Working data:

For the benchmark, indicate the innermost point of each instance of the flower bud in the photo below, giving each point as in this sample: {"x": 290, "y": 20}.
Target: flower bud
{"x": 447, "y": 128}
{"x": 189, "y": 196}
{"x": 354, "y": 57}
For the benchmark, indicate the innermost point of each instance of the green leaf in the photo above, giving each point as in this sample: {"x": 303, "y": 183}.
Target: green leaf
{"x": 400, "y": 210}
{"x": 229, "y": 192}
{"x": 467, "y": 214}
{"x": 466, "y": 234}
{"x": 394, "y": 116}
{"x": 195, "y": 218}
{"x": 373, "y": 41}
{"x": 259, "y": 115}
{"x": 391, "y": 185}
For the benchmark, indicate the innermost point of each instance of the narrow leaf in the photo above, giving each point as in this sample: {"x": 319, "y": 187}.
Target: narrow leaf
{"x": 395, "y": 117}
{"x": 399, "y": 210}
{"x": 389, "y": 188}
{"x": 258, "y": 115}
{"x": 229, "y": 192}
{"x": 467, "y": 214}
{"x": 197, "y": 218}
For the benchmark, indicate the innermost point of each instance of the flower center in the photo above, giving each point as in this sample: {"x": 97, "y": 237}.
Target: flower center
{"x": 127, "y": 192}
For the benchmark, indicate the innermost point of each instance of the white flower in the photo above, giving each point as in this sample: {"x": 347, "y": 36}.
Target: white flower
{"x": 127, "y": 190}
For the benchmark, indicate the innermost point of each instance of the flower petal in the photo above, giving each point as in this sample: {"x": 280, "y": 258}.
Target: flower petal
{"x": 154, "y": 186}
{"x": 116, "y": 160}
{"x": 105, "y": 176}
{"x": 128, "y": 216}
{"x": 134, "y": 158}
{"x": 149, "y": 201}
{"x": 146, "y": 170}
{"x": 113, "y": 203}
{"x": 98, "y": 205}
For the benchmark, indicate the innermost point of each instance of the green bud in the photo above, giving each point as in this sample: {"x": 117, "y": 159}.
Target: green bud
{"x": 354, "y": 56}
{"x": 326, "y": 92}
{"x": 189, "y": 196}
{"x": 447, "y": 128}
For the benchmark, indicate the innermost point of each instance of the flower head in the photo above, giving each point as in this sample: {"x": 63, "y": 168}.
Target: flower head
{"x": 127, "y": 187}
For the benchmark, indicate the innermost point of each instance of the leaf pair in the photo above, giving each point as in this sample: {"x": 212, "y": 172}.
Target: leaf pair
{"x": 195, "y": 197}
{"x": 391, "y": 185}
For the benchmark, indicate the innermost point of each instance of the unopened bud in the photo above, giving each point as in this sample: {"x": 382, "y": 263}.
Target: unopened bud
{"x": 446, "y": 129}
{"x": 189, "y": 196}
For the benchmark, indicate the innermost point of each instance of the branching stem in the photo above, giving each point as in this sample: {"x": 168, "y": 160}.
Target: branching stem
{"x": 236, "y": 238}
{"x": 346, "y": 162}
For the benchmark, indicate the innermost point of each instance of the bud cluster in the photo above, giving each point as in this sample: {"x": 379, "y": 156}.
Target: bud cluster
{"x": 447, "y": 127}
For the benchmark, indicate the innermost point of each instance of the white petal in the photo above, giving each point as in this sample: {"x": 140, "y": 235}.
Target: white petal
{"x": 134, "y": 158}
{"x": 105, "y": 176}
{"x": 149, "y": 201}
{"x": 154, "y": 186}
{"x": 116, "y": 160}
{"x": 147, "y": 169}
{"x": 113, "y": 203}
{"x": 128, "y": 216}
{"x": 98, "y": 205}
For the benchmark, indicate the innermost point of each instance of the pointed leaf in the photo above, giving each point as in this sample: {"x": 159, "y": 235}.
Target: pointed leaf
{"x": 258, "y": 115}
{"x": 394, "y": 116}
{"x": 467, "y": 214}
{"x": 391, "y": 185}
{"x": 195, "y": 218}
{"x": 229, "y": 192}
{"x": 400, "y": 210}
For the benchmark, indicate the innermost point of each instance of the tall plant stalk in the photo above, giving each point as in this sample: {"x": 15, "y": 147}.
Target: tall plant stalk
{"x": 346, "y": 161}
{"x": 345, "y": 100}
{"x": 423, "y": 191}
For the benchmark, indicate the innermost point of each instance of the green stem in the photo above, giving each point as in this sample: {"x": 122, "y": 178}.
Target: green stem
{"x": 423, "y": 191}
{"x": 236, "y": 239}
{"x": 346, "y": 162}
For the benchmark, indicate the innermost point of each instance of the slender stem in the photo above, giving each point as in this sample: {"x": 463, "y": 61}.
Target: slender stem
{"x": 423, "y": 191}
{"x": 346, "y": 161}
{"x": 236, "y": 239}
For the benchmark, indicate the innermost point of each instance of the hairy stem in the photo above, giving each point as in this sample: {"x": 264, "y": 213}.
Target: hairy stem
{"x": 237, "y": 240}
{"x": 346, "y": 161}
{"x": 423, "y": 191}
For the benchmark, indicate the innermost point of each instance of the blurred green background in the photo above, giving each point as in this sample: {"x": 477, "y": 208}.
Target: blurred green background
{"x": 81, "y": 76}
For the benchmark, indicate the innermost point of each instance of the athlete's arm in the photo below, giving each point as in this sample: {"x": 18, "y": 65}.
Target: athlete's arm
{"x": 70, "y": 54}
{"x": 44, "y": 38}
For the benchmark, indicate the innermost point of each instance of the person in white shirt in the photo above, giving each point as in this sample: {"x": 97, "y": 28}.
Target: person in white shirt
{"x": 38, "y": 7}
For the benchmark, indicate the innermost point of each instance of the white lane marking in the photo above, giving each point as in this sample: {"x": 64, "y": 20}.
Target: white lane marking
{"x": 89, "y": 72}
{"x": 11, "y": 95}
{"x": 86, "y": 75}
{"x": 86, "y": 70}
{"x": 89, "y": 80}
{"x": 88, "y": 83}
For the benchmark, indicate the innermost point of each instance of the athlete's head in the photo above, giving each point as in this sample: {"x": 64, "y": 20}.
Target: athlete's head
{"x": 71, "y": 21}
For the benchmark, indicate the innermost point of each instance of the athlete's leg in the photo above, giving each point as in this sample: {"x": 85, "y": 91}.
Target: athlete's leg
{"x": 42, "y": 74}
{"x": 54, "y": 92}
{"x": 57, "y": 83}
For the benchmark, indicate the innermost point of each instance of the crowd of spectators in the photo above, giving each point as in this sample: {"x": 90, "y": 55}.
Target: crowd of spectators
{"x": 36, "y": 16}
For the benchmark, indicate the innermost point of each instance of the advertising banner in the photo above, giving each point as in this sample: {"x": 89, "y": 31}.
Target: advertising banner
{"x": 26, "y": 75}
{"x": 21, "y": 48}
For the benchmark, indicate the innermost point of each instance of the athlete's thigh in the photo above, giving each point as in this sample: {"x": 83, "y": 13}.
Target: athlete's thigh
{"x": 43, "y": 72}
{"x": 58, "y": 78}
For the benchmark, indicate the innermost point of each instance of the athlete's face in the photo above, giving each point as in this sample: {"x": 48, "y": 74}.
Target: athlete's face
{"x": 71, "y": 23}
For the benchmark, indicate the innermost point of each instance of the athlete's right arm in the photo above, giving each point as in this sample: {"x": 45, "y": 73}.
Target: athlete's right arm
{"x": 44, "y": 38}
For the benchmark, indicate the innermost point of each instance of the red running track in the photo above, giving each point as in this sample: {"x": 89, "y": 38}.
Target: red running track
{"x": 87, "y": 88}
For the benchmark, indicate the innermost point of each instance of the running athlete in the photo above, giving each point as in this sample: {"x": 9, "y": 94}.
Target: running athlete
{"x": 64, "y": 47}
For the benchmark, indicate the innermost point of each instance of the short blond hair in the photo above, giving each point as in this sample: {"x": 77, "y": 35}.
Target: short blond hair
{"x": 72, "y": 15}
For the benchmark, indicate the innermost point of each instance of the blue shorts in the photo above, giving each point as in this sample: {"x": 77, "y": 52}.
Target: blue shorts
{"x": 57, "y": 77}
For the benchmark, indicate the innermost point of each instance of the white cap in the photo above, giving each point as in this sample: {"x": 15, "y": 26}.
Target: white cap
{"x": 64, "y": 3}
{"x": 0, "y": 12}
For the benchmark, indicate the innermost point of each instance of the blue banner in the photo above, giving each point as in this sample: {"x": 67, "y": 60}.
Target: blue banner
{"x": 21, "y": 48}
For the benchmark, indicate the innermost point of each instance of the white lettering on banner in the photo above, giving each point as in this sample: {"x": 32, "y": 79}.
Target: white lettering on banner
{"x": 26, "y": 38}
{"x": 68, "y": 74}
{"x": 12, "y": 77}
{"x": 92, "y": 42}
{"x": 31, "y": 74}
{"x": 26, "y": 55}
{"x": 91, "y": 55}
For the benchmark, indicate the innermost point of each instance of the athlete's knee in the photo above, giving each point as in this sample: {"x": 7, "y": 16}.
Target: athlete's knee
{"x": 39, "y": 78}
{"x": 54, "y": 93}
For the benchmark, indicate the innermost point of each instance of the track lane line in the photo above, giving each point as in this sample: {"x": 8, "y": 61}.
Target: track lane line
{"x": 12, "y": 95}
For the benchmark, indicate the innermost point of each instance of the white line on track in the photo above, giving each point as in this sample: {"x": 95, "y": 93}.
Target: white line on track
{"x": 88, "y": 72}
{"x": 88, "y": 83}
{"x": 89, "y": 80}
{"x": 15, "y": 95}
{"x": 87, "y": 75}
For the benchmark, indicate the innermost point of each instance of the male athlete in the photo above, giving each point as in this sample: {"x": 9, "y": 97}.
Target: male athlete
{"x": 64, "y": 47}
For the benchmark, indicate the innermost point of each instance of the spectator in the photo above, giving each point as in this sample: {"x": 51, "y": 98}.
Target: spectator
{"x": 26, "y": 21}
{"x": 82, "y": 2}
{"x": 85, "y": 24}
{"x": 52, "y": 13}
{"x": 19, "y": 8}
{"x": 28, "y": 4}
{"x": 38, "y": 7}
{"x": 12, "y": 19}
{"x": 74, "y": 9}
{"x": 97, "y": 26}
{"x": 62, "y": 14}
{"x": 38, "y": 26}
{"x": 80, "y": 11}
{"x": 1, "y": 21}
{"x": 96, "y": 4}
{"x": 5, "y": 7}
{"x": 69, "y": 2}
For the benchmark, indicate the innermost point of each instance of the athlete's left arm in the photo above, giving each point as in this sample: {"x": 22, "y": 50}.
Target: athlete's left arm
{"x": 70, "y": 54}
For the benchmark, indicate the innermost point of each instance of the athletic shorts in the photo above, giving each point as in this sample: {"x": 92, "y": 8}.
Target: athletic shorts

Your goal: Begin with the line containing "of the track" and repeat each line exactly until the records above end.

Exercise solution:
For the benchmark, indicate the innermost point of each instance of the track lane line in the photo above, giving each point as in this sample: {"x": 8, "y": 61}.
Target: track lane line
{"x": 12, "y": 95}
For the benchmark, indicate the innermost point of each instance of the white line on track in the photo above, giving each point as in this sample: {"x": 95, "y": 93}.
Target: white line on track
{"x": 88, "y": 72}
{"x": 88, "y": 83}
{"x": 89, "y": 80}
{"x": 15, "y": 95}
{"x": 87, "y": 75}
For the benchmark, indicate the innermost point of each instance of the male athlete in the photo above, giving each point as in this sample: {"x": 9, "y": 97}.
Target: male athlete
{"x": 64, "y": 47}
For the benchmark, indicate the innermost point of each instance of the spectator in the photo above, giving each point as in this sample: {"x": 51, "y": 98}.
Target: spectator
{"x": 26, "y": 21}
{"x": 82, "y": 2}
{"x": 85, "y": 24}
{"x": 52, "y": 13}
{"x": 19, "y": 8}
{"x": 28, "y": 4}
{"x": 38, "y": 7}
{"x": 12, "y": 19}
{"x": 74, "y": 9}
{"x": 97, "y": 26}
{"x": 62, "y": 14}
{"x": 38, "y": 26}
{"x": 80, "y": 11}
{"x": 1, "y": 21}
{"x": 96, "y": 4}
{"x": 5, "y": 7}
{"x": 69, "y": 2}
For the benchmark, indicate the innermost point of each instance of the athlete's left arm in the photo above, giving each point as in this sample: {"x": 22, "y": 50}.
Target: athlete's left arm
{"x": 70, "y": 54}
For the benchmark, indicate the innermost point of each instance of the athletic shorts in the photo above, giving each point as in this sample: {"x": 92, "y": 8}.
Target: athletic shorts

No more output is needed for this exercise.